start

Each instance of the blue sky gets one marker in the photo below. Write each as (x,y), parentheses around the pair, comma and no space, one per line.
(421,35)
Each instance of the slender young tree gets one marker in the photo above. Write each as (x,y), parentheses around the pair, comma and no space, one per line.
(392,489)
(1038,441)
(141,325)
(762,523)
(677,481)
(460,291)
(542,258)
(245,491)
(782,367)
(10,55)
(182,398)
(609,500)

end

# Written exercise
Arrange every line of the material above as a numbered list, omitting any blank lines.

# Exercise answer
1. Each instance of the blue sky gets one marker in the photo below. Write each as (x,y), parentheses around the pair, comma and no space, one per line.
2. (421,35)
3. Each instance of the slender young tree gets one marker in the photo above. Write each as (x,y), parentheses around the pair, comma and no space, one per line.
4. (392,489)
5. (1038,441)
6. (141,325)
7. (762,523)
8. (677,481)
9. (460,291)
10. (542,258)
11. (245,491)
12. (782,367)
13. (10,55)
14. (182,398)
15. (609,500)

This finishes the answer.